━━━ Page excerpt

But first, my epiphany about investigative reporting…
Humble’s comment made me realize something that was right in front of my eyes, and has been for a long time, and yet I never before connected the dots. This is especially galling because it involves distrust of the news media, and as you know, I think about this a lot.
What I only now realize, thanks to Humble Talent, is that investigative reporting is virtually always partisan or agenda-driven one way or the other. It isn’t the highest form of journalism, as we of the post-Watergate era have been taught to believe. It may be the most sinister.
Journalists can’t investigate everything. They have to choose what to investigate, and when, and those choices are inevitably determined by biases and political agendas. If choices are made, and they have to be—what do we investigate, about who? When do we know we have something worth printing? When do we run it? What will happen if we do?—the choices will reflect biases, unless coins are flipped and lots are drawn.
I never thought about whether the timing of the Roy Moore teen dates stories the Post ran were timed to come out when they did. But Humble makes me think: did the Post bother to look for dirt on Jones? I doubt it. I think an editor said, “This guy Moore is horrible. I bet there’s some scandal out there that can take him down, maybe a sex scandal. Let’s dig.” The Post sees that as a public service—Moore is objectively horrible—but the “investigative reporting” is essentially opposition research to benefit the Democratic candidate. Then the damning results of the investigation were published when they were deemed to be able to cause the most chaos in the campaign.

━━━━━━
━━━ Entries shown

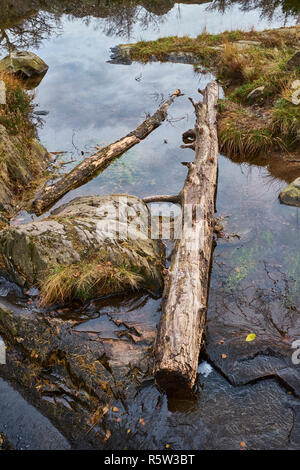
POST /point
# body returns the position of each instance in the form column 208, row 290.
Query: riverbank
column 23, row 160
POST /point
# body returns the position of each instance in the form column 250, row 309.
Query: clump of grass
column 286, row 122
column 90, row 279
column 241, row 132
column 247, row 126
column 16, row 114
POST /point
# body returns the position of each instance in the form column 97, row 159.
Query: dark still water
column 255, row 285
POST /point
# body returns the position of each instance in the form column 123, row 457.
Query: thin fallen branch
column 99, row 161
column 185, row 296
column 175, row 198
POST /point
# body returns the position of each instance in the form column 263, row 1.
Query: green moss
column 246, row 126
column 16, row 114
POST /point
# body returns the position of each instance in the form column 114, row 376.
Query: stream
column 246, row 391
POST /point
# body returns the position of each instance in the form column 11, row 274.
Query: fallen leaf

━━━━━━

Aim of the task
Reproduce word for word the part of the passage on investigative reporting above that falls between "I never thought" and "in the campaign.", inclusive.

Response to the task
I never thought about whether the timing of the Roy Moore teen dates stories the Post ran were timed to come out when they did. But Humble makes me think: did the Post bother to look for dirt on Jones? I doubt it. I think an editor said, “This guy Moore is horrible. I bet there’s some scandal out there that can take him down, maybe a sex scandal. Let’s dig.” The Post sees that as a public service—Moore is objectively horrible—but the “investigative reporting” is essentially opposition research to benefit the Democratic candidate. Then the damning results of the investigation were published when they were deemed to be able to cause the most chaos in the campaign.